→ Page excerpt:
____________
David Caldicott calls it irony, but for two young Canberra men on the verge of death the doctor's irony became their life-saving good fortune.
The two men, found unconscious at the University of Canberra after a drug overdose on Thursday, were brought to Calvary Hospital's small emergency department unable to breathe.
But waiting for them was one of Calvary's newest emergency department specialists, who just so happened to be a toxicology expert who helped discover the new designer drug that it is believed almost killed them.
Dr Caldicott described the mood on Thursday in the emergency department as tense.
"In any event where you are advised that two people are coming in under critical conditions like that, and receiving advanced life-support on route - it's a bit nerve-racking," Dr Caldicott said.
"It's nerve-racking to find out one is coming, but to find out two are coming simultaneously puts any department under strain."
The Irish doctor has only been in Canberra for a matter of months and already loves the city, but is also acutely aware of the capital's dangerous underbelly.
"For people who labour on the misconception that Canberra is a clean-living, above-board city, they'll be very surprised to find out there's quite a lot of illicit drug use," he said.
____________
→ Lines from a collection:

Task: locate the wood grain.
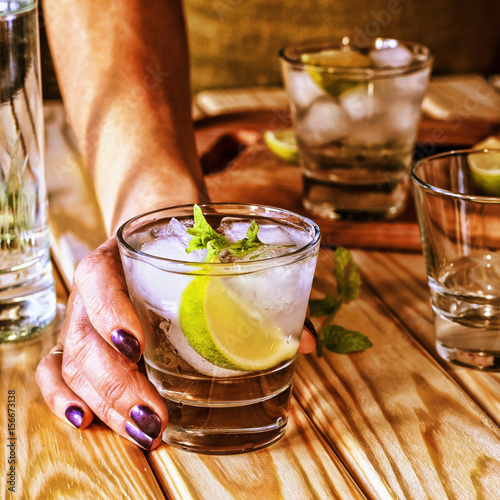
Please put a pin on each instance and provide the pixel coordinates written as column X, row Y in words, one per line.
column 400, row 424
column 384, row 273
column 300, row 466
____________
→ Tasks to carry out:
1 > Rewrite the part of the overdose article that opens with the words "But waiting for" and closes with "almost killed them.", changing "toxicology expert" to "poisons specialist".
2 > Carry on the article about the Canberra overdose from where it stops.
These lines are unrelated to the article about the Canberra overdose.

→ Expected responses:
1 >
But waiting for them was one of Calvary's newest emergency department specialists, who just so happened to be a poisons specialist who helped discover the new designer drug that it is believed almost killed them.

2 >
"I'm not here four, five months and I've already seen two significant drug overdoses with novel illicit compounds."
Dr Caldicott, part of a team in Britain who first identified methoxetamine or MXE - believed to be behind this latest double overdose - said the underground market in new, readily-available party drugs represents a unique challenge for emergency staff who often simply do not know what a patient might have taken.
The two men, who have recovered remarkably well and were expected to be released from hospital within days, were lucky to have the humble Dr Caldicott at hand.
"In all of these sort of circumstances, a little bit of knowledge goes a long way. It's the unknown that's terrifying," he said, before praising the work of Calvary's ED team, as well as commending the patience of those waiting in the ED whose treatment was delayed by the emergency.
Dr Caldicott, an outspoken advocate of harm-minimisation tactics over prohibition, said educating youth about the effect of drug-taking, not just on themselves but also the community, is key. "There is a moral responsibility for young people to think about," he said, before clarifying that drug education should be about making smart choices, rather than good or evil choices.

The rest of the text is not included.